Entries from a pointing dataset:
• • •
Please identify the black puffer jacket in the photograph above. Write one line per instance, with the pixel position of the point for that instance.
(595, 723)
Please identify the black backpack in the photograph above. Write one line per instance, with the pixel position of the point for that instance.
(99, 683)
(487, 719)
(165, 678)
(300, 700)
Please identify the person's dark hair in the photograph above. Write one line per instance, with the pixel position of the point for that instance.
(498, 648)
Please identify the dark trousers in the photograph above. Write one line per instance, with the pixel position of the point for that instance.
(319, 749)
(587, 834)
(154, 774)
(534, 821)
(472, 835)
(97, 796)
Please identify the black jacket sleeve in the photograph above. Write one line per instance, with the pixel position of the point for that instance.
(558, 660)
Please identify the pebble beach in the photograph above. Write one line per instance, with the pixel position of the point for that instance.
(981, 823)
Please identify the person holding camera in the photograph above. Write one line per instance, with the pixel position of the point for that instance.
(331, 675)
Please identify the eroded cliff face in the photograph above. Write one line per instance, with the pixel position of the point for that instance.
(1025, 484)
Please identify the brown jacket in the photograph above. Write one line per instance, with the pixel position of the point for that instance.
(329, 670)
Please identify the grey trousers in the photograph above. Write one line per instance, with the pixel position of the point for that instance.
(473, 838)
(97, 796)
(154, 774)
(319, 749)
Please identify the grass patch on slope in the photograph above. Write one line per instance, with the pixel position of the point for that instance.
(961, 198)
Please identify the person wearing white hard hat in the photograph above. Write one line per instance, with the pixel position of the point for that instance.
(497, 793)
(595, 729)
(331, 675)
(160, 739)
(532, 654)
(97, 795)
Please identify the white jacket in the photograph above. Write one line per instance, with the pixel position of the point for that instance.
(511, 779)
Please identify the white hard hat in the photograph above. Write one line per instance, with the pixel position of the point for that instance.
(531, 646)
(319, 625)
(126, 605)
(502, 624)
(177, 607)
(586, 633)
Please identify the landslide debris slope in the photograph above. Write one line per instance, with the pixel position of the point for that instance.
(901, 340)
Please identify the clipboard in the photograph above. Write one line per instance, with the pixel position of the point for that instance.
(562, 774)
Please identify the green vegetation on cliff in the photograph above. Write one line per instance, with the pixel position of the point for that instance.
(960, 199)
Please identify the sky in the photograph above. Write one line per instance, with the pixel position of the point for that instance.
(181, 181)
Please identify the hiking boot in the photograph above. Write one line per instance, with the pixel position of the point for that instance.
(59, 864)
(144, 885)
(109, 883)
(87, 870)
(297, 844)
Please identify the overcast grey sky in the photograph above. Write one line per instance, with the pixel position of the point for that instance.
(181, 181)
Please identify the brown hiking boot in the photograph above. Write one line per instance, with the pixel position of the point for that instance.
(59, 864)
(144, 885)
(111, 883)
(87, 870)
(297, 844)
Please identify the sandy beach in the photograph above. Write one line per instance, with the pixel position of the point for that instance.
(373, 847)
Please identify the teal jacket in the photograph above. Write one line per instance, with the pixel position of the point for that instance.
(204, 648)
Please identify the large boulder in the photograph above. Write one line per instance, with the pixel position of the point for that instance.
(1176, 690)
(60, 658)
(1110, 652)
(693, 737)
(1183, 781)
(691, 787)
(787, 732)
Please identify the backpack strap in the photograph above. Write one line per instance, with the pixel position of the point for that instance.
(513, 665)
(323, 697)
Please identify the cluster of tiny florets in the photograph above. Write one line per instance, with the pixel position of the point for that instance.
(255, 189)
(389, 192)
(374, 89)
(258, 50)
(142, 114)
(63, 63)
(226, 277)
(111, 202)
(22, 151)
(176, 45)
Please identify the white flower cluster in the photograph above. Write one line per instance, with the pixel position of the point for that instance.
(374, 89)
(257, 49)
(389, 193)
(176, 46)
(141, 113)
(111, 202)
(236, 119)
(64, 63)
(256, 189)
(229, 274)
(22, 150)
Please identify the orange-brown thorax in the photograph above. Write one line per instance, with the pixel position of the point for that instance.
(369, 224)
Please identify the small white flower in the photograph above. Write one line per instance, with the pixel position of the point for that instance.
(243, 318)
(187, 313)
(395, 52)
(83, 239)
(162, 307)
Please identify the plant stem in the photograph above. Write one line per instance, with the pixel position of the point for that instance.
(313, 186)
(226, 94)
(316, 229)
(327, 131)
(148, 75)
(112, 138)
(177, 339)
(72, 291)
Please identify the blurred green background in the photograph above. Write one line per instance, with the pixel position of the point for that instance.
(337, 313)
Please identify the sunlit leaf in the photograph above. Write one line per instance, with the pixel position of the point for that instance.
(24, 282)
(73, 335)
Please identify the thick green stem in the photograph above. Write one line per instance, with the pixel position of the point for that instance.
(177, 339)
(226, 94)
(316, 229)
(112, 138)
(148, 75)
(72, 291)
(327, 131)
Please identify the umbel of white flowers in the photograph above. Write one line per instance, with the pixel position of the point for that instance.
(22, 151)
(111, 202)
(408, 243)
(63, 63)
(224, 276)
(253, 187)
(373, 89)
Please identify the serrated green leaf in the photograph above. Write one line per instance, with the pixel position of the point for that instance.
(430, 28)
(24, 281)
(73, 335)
• • •
Every line of the material must be returned exactly as it appears.

Result below —
Please identify the black puffer jacket in the photograph above. Write one line per instance, with the pixel position of the point for that instance.
(595, 723)
Please identify the black backpack in the photograph above. Write one line per instance, with the pixel position of the point for that instance.
(99, 683)
(487, 719)
(165, 678)
(300, 700)
Please identify the person's dark hair in the photograph above. Write one line per instance, with the pixel position of the point for that instance.
(498, 648)
Please identify the dark trousers in the photograph above. Write one line per instance, with the pixel position of the point for that instance.
(319, 749)
(587, 834)
(154, 774)
(534, 821)
(472, 835)
(97, 796)
Please identify the black jacket sleeve in the photograph above. Write one line per instance, with the pixel position of the point for that instance.
(558, 660)
Please identify the pebble beach in the photograph above. Write one line per instance, with the pixel position of the point for that instance.
(981, 823)
Please identify the person holding camera in the photograph above. Write one line per instance, with the pixel position of the point for that instance.
(331, 675)
Please identify the eroded cliff face in the photograph above. Write one line per instance, with the pixel position of the point for that instance.
(1025, 484)
Please identify the brown jacket in the photograph above. Write one line per instance, with the pixel position of the point for that instance.
(329, 670)
Please identify the grey trousers in the photograph above. Write one line per instance, with the pixel position of the point for that instance.
(473, 838)
(97, 796)
(154, 774)
(319, 749)
Please identify the grass patch on slope in the photograph above. Write one line per instance, with the pixel position of the point for that instance.
(961, 198)
Please identify the person wearing white hard hat in the photograph above. Write one line per instance, with the pixel position of the point for that instance.
(497, 793)
(595, 729)
(331, 675)
(160, 739)
(532, 654)
(97, 795)
Please identify the white jacket in the photograph above. Write one line per instance, with the pixel position of the point for that instance.
(511, 779)
Please identify the white hard hat in the photograph above. Write one line per instance, with the pixel position of the point for that instance.
(531, 646)
(319, 625)
(126, 605)
(502, 624)
(177, 607)
(586, 633)
Please identify the landslide debris slope in the photograph above. Write one line per instance, with the pixel position of the point for that instance.
(901, 340)
Please identify the clipboard in the photograph above. Write one line per instance, with the pixel position of the point for that instance.
(562, 774)
Please identify the green vegetation on cliff in the photograph above. Write one line per instance, with the pixel position of the point for that instance.
(960, 199)
Please identify the sky in the photograph above. Write one line per instance, with the pixel position of the point for that instance.
(181, 181)
Please identify the hiking boot in the photograph above. Write one line per instance, with the pixel position of the point for that instance.
(59, 864)
(144, 885)
(109, 883)
(87, 870)
(297, 844)
Please identify the overcast grey sky in the photograph above. Write one line per instance, with the pixel position of the point for that instance.
(181, 181)
Please identify the brown hiking boot in the photograph above. Write one line per instance, with the pixel position of the point for that instance.
(59, 864)
(144, 885)
(111, 883)
(87, 870)
(297, 844)
Please identify the sandy beach in the photograph above. Write one line per instance, with the pixel position of the point for that instance.
(373, 847)
Please identify the teal jacket in the photograph above. Write one line per instance, with the pixel position of the point for that instance.
(204, 648)
Please identify the large boulder in the photograph above. Write one line per instance, with the pixel position of the point for that instance.
(1176, 690)
(60, 658)
(1110, 652)
(693, 737)
(1183, 781)
(691, 787)
(787, 732)
Please identify the backpack strap in the photograph above. Write one line per instance, with the pixel position of the point for that instance.
(513, 665)
(323, 697)
Please identify the cluster of tiny florets in the photograph above. Write one line per instance, with the pixel position of the point for that instance.
(255, 189)
(389, 192)
(374, 89)
(258, 50)
(142, 114)
(63, 63)
(226, 277)
(111, 202)
(22, 151)
(176, 45)
Please identify the white flower cluster in the photograph above. Write one line per instance, with the pixel position of the point for that instance.
(374, 89)
(257, 49)
(389, 193)
(176, 46)
(141, 113)
(111, 202)
(236, 119)
(64, 63)
(256, 189)
(229, 274)
(22, 150)
Please identify the orange-brown thorax in the photograph above. Write one line per instance, with the pixel position of the point for that instance.
(369, 224)
Please identify the small white flower in the photograph above. Write one line per instance, with the pixel position of the point for that instance.
(243, 318)
(187, 313)
(395, 52)
(83, 239)
(162, 307)
Please identify the plant stem in the photograph above. Write one line per instance, with the pixel position of the point for that instance.
(313, 186)
(226, 94)
(316, 229)
(327, 131)
(148, 75)
(112, 138)
(177, 339)
(72, 291)
Please identify the blurred green background in the photograph above. Write one line per instance, with the pixel position of the point for that instance.
(337, 313)
Please identify the sunlit leaf in the photograph above. Write one line per instance, with the pixel position of the point for that instance.
(24, 282)
(73, 335)
Please identify the thick green stem in the photograph above. Write one line per instance, with the pixel position of the point for that instance.
(177, 339)
(226, 94)
(316, 229)
(112, 138)
(148, 75)
(72, 291)
(327, 131)
Please identify the umbel of white flowers in the photograph above. Write one line per instance, with the pixel position of the point for that instance.
(22, 151)
(111, 202)
(408, 243)
(63, 63)
(224, 276)
(253, 187)
(373, 89)
Please identify the serrated green leaf in the photograph above. Write one line per instance, with the pixel position of the point for that instance.
(430, 28)
(24, 281)
(73, 335)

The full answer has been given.